Dataset content:

◆ ◆ ◆ ◆ ◆

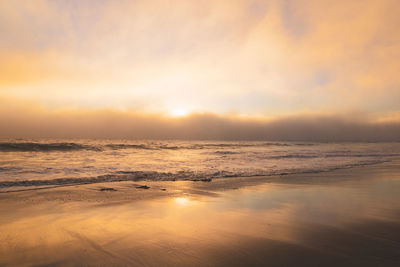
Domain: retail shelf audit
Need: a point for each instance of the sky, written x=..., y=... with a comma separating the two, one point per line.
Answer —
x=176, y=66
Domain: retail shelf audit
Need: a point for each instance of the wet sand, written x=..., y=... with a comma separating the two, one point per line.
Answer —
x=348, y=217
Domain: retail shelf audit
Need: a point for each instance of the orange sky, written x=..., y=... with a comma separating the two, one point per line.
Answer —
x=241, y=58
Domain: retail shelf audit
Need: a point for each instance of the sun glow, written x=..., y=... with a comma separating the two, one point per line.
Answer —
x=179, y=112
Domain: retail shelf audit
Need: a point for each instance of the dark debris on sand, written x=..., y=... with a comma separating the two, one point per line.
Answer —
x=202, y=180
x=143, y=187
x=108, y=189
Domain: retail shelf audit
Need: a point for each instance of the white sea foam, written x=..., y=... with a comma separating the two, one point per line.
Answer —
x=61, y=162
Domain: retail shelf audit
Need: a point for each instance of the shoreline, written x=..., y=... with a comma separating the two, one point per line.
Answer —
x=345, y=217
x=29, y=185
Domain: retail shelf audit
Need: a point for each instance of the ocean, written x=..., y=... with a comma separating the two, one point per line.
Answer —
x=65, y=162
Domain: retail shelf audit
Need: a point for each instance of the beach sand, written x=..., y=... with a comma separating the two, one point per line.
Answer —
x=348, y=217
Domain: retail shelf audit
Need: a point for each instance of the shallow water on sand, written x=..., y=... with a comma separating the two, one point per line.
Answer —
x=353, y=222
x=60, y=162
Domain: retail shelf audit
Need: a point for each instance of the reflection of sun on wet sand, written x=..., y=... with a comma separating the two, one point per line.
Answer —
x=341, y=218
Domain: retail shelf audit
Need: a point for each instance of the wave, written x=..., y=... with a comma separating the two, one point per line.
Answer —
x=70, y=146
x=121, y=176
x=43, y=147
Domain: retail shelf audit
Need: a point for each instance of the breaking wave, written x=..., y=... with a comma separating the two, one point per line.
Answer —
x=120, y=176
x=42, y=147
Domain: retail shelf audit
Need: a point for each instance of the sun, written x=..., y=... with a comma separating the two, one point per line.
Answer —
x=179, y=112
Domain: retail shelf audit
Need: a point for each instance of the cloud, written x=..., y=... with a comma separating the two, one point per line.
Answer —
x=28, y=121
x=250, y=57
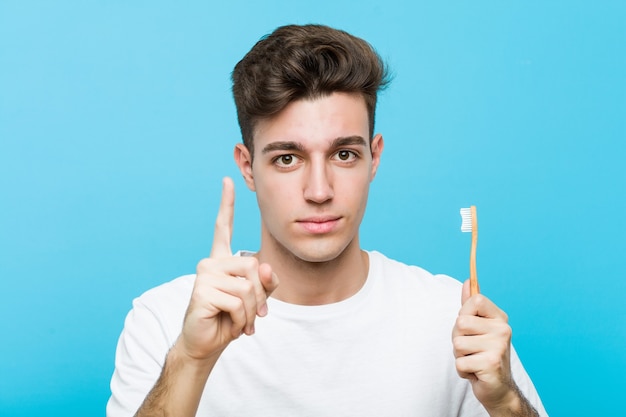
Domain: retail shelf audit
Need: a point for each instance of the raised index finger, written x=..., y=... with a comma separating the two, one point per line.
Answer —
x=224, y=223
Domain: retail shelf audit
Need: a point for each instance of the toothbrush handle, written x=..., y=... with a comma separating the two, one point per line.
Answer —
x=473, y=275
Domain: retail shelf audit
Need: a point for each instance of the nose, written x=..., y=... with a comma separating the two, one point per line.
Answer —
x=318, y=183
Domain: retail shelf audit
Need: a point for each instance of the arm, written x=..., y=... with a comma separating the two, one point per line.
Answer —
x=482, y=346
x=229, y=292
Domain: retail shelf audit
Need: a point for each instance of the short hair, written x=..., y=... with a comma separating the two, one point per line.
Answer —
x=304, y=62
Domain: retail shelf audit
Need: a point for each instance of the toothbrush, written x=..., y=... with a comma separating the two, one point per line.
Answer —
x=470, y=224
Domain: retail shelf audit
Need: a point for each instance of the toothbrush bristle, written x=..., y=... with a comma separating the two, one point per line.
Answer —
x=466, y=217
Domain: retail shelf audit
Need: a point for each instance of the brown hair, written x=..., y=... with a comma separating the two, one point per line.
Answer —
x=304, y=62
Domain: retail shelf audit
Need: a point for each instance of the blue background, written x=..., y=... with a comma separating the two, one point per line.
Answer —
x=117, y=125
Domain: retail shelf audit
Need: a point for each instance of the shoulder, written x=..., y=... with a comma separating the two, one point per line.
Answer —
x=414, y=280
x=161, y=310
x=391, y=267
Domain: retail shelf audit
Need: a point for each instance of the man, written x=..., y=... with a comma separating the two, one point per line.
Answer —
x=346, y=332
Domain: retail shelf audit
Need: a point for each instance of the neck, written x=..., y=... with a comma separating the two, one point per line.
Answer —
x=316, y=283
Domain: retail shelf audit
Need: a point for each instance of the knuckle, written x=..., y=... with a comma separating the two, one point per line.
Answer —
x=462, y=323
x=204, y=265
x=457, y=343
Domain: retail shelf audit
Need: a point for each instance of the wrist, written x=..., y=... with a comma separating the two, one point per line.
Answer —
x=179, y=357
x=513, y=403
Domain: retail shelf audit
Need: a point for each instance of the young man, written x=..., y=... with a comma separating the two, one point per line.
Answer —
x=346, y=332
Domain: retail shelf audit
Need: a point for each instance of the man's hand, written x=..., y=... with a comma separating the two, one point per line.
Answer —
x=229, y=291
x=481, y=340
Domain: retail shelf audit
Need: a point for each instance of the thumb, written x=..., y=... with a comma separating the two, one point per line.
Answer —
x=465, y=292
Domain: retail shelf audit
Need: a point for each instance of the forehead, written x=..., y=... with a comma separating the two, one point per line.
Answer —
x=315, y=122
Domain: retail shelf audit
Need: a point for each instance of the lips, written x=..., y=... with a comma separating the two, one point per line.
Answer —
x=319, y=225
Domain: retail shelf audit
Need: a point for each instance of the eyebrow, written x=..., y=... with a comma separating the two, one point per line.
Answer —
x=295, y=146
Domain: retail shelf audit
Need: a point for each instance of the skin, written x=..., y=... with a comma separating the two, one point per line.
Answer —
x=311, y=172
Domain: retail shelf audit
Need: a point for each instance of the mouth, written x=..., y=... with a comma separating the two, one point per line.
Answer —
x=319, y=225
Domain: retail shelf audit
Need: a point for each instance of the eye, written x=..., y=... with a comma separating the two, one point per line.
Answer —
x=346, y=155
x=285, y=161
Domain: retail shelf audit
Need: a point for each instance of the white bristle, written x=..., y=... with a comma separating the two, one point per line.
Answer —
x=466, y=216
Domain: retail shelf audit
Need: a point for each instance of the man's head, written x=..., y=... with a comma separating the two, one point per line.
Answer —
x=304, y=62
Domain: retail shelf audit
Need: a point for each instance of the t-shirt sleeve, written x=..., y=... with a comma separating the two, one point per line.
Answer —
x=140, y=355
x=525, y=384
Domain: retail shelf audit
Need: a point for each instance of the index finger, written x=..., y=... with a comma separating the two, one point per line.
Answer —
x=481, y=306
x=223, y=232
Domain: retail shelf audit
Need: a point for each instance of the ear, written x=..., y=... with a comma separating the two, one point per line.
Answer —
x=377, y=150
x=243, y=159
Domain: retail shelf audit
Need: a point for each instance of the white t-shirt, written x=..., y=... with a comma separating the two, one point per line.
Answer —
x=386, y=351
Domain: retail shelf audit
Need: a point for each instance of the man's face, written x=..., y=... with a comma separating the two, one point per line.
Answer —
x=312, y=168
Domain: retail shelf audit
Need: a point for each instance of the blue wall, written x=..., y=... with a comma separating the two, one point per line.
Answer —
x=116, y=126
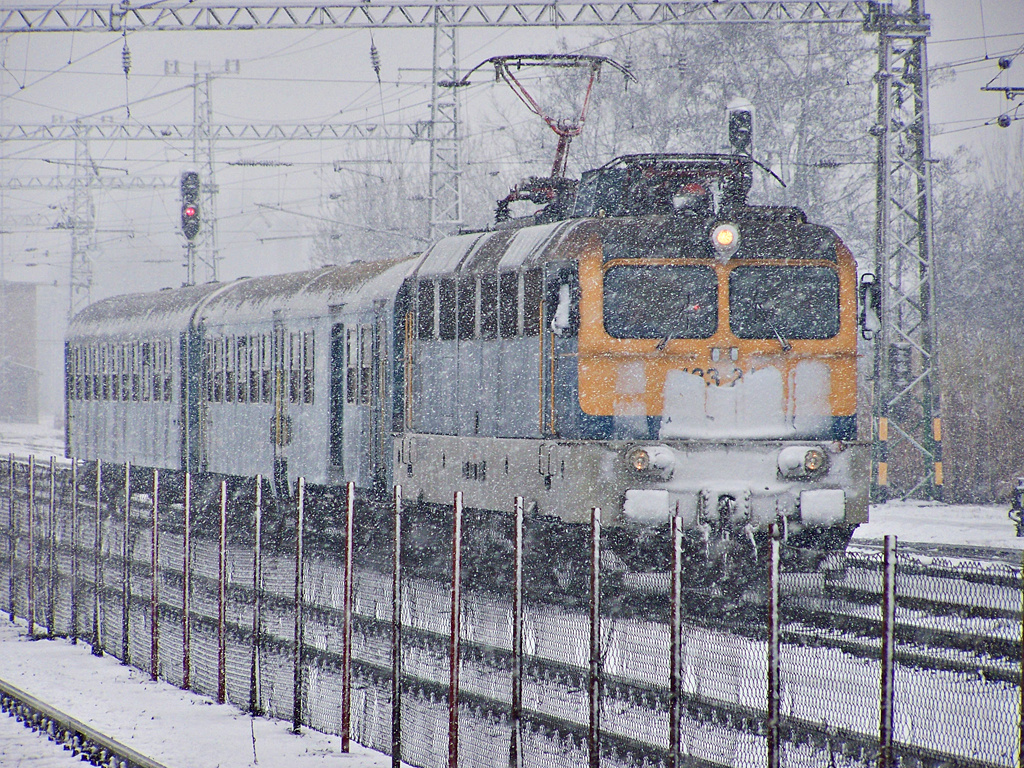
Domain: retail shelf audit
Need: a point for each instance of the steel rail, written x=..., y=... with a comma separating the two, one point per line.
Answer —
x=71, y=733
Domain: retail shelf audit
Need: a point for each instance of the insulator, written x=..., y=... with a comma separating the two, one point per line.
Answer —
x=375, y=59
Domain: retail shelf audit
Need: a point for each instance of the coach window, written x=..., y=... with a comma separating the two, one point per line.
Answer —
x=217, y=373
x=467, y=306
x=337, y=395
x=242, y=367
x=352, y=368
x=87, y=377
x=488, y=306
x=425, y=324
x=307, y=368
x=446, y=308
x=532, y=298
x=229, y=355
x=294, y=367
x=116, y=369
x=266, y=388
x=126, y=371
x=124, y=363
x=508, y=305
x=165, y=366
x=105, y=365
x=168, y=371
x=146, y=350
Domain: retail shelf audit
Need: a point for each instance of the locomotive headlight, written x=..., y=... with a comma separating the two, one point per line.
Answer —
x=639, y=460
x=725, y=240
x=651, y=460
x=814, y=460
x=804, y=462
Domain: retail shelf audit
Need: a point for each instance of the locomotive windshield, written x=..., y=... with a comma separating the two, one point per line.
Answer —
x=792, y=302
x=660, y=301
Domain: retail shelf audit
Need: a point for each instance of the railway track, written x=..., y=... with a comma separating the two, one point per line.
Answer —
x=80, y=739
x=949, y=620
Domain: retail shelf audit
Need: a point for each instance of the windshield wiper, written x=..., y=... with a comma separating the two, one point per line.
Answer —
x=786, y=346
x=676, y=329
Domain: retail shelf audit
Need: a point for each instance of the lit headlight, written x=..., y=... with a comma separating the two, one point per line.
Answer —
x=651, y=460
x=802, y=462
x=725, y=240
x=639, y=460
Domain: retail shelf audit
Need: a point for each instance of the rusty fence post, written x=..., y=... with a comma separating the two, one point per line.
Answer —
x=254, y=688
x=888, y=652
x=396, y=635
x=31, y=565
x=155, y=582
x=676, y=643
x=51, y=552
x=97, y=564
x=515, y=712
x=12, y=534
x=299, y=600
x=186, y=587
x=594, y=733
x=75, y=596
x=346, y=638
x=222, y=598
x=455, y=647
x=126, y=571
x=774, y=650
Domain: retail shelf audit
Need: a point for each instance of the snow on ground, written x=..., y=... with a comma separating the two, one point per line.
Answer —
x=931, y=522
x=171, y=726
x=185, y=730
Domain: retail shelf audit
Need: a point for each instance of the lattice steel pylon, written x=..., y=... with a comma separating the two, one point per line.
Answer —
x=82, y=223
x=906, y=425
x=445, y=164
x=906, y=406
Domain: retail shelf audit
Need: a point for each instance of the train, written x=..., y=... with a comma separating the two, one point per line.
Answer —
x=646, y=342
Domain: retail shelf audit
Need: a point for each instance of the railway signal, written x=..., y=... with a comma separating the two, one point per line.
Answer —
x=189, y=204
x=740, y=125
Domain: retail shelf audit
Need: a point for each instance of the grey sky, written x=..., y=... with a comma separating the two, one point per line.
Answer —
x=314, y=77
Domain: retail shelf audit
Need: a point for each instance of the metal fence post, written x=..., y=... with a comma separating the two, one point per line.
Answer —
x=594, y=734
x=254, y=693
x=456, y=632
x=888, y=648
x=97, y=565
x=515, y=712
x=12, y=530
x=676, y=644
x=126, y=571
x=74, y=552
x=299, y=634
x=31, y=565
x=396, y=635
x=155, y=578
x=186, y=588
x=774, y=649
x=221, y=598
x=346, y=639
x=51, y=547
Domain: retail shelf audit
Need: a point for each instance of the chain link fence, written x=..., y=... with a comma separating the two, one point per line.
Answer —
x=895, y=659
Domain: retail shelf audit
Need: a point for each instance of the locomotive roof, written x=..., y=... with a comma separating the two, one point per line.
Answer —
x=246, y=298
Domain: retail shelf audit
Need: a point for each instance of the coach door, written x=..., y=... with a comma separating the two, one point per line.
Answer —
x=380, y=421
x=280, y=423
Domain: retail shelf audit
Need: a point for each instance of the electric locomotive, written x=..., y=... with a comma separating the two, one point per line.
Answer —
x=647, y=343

◆ ◆ ◆ ◆ ◆

Write out the lines above word for word, from the very first one through the line that contains "x=241, y=58", including both ends. Leave out the pictures.

Correct output:
Domain: retail shelf audit
Need: a point for each instance of the sky, written x=..., y=... with a comma separating the two, one point per line.
Answer —
x=176, y=66
Domain: retail shelf audit
Need: a point for each instance of the wet sand, written x=..., y=... with a comma separating the two, one point per line.
Answer —
x=348, y=217
Domain: retail shelf audit
Need: a point for each instance of the orange sky, written x=..., y=... with a comma separating the two, one point per line.
Answer —
x=241, y=58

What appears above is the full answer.